FOTO ANTÓNIO PEDRO SANTOS/LUSA

SD entregou aos restantes partidos uma proposta para um pacto de reforma da Justiça, com o pedido de que todos mantivessem em absoluto sigilo o conteúdo da iniciativa. Rui Rio entregou, em papel, uma única cópia do documento, insistindo para que não houvesse fugas de informação sobre as 51 páginas, a que o Expresso teve acesso.

A iniciativa de Rio foi considerada “estranha” por diversos responsáveis dos partidos abordados, com quem o Expresso falou sob condição de anonimato. Ninguém quis fazer a desfeita de recusar à partida a iniciativa, mas tudo é considerado “insólito”. Pela exigência de secretismo, pela metodologia proposta (um grupo de peritos indicados pelos partidos, que elaborariam um acordo técnico), por prever que o Presidente da República patrocinasse esse pacto a que o PSD chama “Compromisso para a Justiça” (Marcelo também recebeu uma cópia), por partir do pressuposto de que os partidos devessem chegar a acordo sobre a reforma da Justiça “despindo-se de conceitos e pré-conceitos ideológico-partidários”, como se lê na nota justificativa do documento.

IDEIAS CONCRETAS... E PRINCÍPIOS VAGOS

O texto entregue por Rio aos líderes partidários — à exceção de Jerónimo de Sousa, por dificuldade de agenda, e foi Fernando Negrão quem falou com o seu homólogo, João Oliveira — mistura ideias concretas, algumas originais, com princípios vagos e propostas de temas a debater em que o PSD não revela a sua posição.

### TAREFAS ESCRITAS
**a)** Diz se cada afirmação concorda com o texto sobre o pacto da Justiça, respondendo sim ou não e citando as palavras do texto que o decidem: (i) Rui Rio entregou várias cópias do documento a cada partido; (ii) o Presidente da República também recebeu uma cópia; (iii) Jerónimo de Sousa recebeu o texto diretamente de Rio.
**b)** Retoma o texto sobre o pacto da Justiça a partir da última frase apresentada.
As linhas a seguir são material à parte, sem relação com o texto.

(Entradas de indicação de objetos rotulados)
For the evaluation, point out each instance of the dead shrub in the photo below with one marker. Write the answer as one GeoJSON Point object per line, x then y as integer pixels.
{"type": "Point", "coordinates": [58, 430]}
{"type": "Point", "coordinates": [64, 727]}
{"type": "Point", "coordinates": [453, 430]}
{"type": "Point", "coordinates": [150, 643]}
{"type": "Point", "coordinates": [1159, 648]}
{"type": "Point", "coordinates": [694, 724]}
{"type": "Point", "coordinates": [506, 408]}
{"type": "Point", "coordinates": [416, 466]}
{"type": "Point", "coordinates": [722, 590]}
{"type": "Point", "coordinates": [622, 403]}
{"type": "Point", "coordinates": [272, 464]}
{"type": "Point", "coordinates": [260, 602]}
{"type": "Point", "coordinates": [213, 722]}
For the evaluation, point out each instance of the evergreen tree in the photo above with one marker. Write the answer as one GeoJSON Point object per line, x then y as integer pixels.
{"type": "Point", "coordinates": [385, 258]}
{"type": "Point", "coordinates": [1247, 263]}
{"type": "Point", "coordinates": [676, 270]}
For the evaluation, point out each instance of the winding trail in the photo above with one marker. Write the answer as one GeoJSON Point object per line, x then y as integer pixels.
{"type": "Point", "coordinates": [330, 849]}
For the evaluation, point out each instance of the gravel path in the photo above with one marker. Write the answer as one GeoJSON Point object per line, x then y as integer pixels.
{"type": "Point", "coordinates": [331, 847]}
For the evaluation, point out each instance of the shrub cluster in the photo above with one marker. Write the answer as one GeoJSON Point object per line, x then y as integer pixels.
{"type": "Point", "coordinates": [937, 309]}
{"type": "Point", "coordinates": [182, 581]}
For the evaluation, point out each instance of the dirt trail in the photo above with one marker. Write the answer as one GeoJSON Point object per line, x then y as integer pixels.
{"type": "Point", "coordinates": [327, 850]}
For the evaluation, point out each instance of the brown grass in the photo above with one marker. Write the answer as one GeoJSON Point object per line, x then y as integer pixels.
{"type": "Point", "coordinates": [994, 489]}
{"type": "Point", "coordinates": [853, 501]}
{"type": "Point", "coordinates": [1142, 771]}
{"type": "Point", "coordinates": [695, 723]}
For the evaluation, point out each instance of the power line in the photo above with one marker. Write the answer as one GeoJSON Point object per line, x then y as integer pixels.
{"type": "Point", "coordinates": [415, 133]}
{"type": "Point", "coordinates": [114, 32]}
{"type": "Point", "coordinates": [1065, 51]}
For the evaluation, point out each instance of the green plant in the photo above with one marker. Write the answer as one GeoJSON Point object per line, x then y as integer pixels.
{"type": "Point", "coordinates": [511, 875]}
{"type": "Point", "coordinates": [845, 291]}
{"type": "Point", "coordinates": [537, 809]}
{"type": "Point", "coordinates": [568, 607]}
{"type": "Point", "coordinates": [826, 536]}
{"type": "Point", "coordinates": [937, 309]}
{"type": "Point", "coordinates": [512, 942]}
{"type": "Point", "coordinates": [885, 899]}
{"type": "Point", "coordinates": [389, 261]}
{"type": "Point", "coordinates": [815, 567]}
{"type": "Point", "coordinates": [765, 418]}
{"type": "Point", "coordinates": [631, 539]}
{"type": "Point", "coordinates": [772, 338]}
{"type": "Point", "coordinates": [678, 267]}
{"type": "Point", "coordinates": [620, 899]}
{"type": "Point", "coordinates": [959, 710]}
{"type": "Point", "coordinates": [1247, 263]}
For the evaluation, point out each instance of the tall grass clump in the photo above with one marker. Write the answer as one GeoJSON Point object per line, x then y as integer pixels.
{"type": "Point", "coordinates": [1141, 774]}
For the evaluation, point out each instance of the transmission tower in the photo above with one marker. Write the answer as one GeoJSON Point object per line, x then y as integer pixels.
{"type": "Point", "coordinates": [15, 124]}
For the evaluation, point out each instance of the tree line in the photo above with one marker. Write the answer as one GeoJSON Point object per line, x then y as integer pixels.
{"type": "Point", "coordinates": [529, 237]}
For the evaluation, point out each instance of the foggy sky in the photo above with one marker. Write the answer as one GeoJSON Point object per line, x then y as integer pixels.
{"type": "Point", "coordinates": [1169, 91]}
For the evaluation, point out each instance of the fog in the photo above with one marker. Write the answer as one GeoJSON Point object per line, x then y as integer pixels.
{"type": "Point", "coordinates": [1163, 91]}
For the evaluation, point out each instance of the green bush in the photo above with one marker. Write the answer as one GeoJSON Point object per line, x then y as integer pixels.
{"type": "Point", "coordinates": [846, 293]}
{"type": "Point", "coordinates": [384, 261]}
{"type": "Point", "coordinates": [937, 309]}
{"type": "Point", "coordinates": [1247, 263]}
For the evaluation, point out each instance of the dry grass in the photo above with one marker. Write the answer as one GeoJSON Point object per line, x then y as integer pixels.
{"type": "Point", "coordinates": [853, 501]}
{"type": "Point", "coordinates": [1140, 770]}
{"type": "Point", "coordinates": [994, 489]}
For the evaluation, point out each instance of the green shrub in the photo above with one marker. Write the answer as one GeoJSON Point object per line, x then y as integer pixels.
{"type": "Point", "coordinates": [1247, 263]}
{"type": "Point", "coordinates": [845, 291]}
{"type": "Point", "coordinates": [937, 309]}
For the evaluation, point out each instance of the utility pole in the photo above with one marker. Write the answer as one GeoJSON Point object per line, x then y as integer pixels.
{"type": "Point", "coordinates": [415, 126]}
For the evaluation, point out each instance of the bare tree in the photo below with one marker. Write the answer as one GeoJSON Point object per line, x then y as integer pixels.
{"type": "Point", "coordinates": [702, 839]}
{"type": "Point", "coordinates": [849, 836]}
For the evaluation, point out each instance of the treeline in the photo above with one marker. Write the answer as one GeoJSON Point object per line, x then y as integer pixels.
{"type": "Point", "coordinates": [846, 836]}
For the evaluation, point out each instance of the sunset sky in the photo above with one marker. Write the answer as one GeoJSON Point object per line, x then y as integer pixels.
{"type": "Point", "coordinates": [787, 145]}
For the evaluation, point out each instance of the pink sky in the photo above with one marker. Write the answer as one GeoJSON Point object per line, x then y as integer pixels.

### RESULTADOS POR TAREFA
**a)**
(i) Não: "uma única cópia do documento".
(ii) Sim: "Marcelo também recebeu uma cópia".
(iii) Não: "à exceção de Jerónimo de Sousa, por dificuldade de agenda".

**b)**
Os sociais-democratas mostram um pensamento bastante arrumado sobre a arquitetura dos órgãos de governo das magistraturas. Metade do documento é sobre isso: recomposição dos Conselhos Superiores, limitação de mandatos, alteração dos sistemas de inspeções, planos de contingência para recuperação de atrasos... E há diversas outras propostas concretas, embora a precisar de pormenor (ver caixa), como a redução de custas ou a alteração do sistema remuneratório dos juízes e magistrados do Ministério Público. Neste caso, a ideia do PSD é introduzir na remuneração uma componente variável que “premeie” (ou não) os indicadores qualitativos e quantitativos do trabalho do magistrado. A introdução de critérios qualitativos de avaliação é defendida em diversas frentes, num documento em que são feitas muitas propostas de auditorias, inventários, levantamentos e estudos.

A par de ideias concretas, também as há bastante vagas — enunciação de princípios ou objetivos, sem explicação de como fazê-lo. Um exemplo salta à vista: o PSD considera, sobre o cargo de procurador-geral da República, que deverá ser “definitivamente clarificado” o número de mandatos e a possibilidade (ou não) de renovação — mas não apresenta a sua resposta à questão.

Uma ausência de posição contraditória com o facto de, nos diversos conselhos superiores, o PSD tomar posição sobre a limitação de mandatos em relação a outros cargos. Por exemplo, os membros eleitos do Conselho Superior de Magistratura devem seguir a regra de dois mandatos consecutivos, renovável por um mandato no período subsequente; os juízes devem manter-se com mandato de três anos, renovável uma só vez. Já os membros designados do Conselho Superior dos Tribunais Administrativos e Fiscais devem fazer um mandato, renovável uma vez. Para os membros do Conselho Superior do Ministério Público, a proposta é de apenas dois mandatos consecutivos — mas para o PGR, que preside ao CSMP, o PSD nada diz.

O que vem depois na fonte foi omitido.